WORK INSTRUCTIONS :: Restate all of the entries exactly. Any picture in them should be skipped.

INFORMATION GIVEN ::
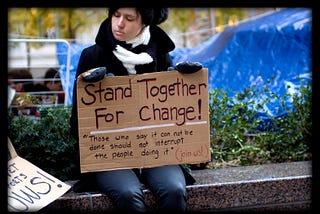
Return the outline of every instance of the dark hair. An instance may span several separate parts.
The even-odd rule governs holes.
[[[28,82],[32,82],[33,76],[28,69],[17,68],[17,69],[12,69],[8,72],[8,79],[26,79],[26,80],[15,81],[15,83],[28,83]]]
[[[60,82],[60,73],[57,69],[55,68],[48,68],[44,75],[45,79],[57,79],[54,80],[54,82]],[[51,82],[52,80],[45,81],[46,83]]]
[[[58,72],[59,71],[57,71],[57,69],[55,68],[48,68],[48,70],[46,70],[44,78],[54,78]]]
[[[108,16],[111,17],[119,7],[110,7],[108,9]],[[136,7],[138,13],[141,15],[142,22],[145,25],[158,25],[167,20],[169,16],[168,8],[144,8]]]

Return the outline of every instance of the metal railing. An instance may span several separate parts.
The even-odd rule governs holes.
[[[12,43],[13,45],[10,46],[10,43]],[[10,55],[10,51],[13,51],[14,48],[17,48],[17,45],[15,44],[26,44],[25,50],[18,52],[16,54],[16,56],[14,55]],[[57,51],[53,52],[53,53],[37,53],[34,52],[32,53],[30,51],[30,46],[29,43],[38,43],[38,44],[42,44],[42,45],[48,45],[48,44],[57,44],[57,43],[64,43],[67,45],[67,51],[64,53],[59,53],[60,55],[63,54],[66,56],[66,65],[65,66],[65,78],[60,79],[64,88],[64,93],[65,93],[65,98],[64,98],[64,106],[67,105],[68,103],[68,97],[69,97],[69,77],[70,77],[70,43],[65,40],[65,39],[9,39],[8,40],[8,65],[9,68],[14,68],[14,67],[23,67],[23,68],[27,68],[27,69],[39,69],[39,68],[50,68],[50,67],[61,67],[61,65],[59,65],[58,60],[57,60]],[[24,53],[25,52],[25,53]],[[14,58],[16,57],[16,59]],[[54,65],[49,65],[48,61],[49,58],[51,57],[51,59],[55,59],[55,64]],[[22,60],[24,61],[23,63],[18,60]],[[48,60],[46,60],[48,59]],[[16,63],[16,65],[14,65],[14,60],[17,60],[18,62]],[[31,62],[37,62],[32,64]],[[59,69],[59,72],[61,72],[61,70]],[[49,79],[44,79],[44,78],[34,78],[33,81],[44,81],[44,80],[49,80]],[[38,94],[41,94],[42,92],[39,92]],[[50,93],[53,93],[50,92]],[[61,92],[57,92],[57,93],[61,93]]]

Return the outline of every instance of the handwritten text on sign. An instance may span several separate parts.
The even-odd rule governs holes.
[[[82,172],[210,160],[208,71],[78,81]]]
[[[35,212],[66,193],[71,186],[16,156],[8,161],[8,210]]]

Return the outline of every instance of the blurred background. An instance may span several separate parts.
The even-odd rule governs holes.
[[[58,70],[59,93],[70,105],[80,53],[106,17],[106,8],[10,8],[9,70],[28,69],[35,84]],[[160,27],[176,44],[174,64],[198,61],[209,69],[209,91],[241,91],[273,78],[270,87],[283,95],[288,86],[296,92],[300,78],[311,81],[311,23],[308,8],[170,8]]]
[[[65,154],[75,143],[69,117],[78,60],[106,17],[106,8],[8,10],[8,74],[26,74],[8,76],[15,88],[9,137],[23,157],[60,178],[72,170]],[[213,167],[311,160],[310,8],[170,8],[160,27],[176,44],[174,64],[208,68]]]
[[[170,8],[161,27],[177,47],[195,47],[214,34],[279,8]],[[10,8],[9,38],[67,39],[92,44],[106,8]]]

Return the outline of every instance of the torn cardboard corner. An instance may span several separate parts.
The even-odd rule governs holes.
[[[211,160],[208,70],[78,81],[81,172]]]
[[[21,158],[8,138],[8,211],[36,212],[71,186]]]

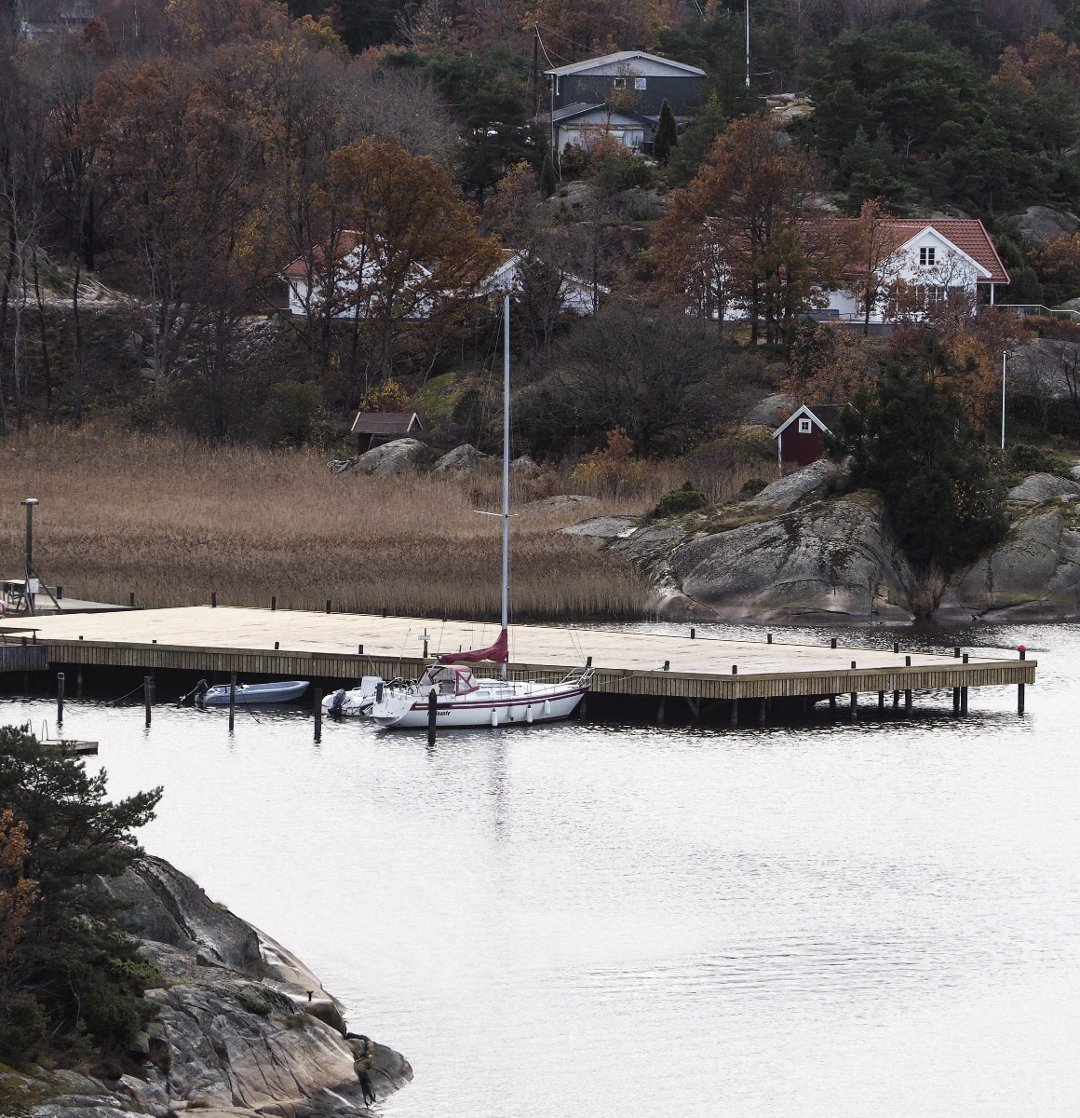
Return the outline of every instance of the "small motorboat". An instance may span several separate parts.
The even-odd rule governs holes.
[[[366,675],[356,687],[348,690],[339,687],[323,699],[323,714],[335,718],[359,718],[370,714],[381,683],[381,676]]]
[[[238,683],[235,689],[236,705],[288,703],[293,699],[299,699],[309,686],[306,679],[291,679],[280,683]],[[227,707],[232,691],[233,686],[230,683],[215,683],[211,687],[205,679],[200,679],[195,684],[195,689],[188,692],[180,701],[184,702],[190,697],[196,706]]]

EXERCISE ANSWER ::
Return the outline of every instance of the dark hair. An instance may span several separate parts.
The even-odd rule governs holes.
[[[28,82],[32,82],[33,76],[28,69],[17,68],[17,69],[12,69],[8,72],[8,79],[26,79],[26,80],[15,81],[15,83],[28,83]]]
[[[60,82],[60,73],[57,69],[55,68],[48,68],[44,75],[45,79],[57,79],[54,80],[54,82]],[[51,82],[52,80],[45,81],[46,83]]]
[[[58,72],[59,71],[57,71],[57,69],[55,68],[48,68],[48,70],[46,70],[44,78],[54,78]]]
[[[108,16],[111,17],[119,7],[110,7],[108,9]],[[136,7],[138,13],[141,15],[142,22],[145,25],[158,25],[167,20],[169,16],[168,8],[144,8]]]

Return the outline of every instance of the metal railing. An instance may span several separate parts.
The even-odd rule governs holes.
[[[12,43],[13,45],[10,46],[10,43]],[[10,55],[10,51],[13,51],[14,48],[17,48],[17,45],[15,44],[26,44],[25,50],[18,52],[16,54],[16,56],[14,55]],[[57,51],[53,52],[53,53],[37,53],[34,52],[32,53],[30,51],[30,46],[29,43],[38,43],[38,44],[42,44],[42,45],[48,45],[48,44],[57,44],[57,43],[64,43],[67,45],[67,51],[64,53],[59,53],[60,55],[63,54],[66,56],[66,65],[65,66],[65,78],[60,79],[64,88],[64,93],[65,93],[65,98],[64,98],[64,106],[67,105],[68,103],[68,97],[69,97],[69,77],[70,77],[70,43],[65,40],[65,39],[9,39],[8,40],[8,65],[9,68],[14,68],[14,67],[23,67],[23,68],[27,68],[27,69],[39,69],[39,68],[50,68],[50,67],[61,67],[61,65],[59,65],[58,60],[57,60]],[[24,53],[25,52],[25,53]],[[14,58],[16,57],[16,59]],[[54,65],[49,65],[48,61],[49,58],[51,57],[51,59],[55,59],[55,64]],[[22,60],[24,61],[23,63],[18,60]],[[48,60],[46,60],[48,59]],[[16,63],[16,65],[14,65],[14,60],[17,60],[18,62]],[[31,62],[37,62],[32,64]],[[59,69],[59,72],[61,72],[61,70]],[[49,79],[44,79],[44,78],[34,78],[33,81],[44,81],[44,80],[49,80]],[[38,94],[41,94],[42,92],[39,92]],[[50,93],[53,93],[50,92]],[[61,92],[57,92],[57,93],[61,93]]]

Return the outline of every instance of the handwritten text on sign. An instance may span several separate parts.
The even-odd rule governs holes.
[[[82,172],[210,160],[208,71],[78,81]]]
[[[35,212],[66,193],[71,186],[16,156],[8,161],[8,210]]]

Return the outline of every instance of the blurred background. An instance may span several separate parts.
The even-odd rule governs holes.
[[[58,70],[59,93],[70,105],[80,53],[106,17],[106,8],[10,8],[9,70],[28,69],[35,84]],[[160,27],[176,44],[174,64],[198,61],[209,69],[209,91],[241,91],[273,78],[270,87],[283,95],[288,86],[296,92],[300,78],[311,81],[311,23],[308,8],[170,8]]]
[[[65,154],[75,143],[69,117],[78,60],[106,17],[106,8],[8,10],[8,74],[26,74],[8,76],[15,88],[9,137],[23,157],[60,178],[72,170]],[[213,167],[311,160],[310,8],[170,8],[160,27],[176,44],[174,64],[208,68]]]
[[[170,8],[161,27],[177,47],[195,47],[214,34],[279,8]],[[10,8],[9,38],[67,39],[92,44],[106,8]]]

Return the outline of every instance of the torn cardboard corner. An instance may span several separate parts.
The even-odd rule governs holes.
[[[211,160],[208,70],[78,81],[81,172]]]
[[[21,158],[8,138],[8,211],[36,212],[71,186]]]

Return the outline of every instance of the "small motorboat". An instance may span several separate parts.
The even-odd rule governs holes.
[[[366,675],[356,687],[348,690],[339,687],[323,699],[323,714],[335,718],[359,718],[370,714],[381,683],[381,676]]]
[[[238,683],[235,689],[236,705],[288,703],[293,699],[299,699],[309,686],[306,679],[291,679],[280,683]],[[227,707],[232,691],[233,686],[230,683],[215,683],[211,687],[205,679],[200,679],[195,684],[195,689],[188,692],[180,701],[184,702],[190,697],[196,706]]]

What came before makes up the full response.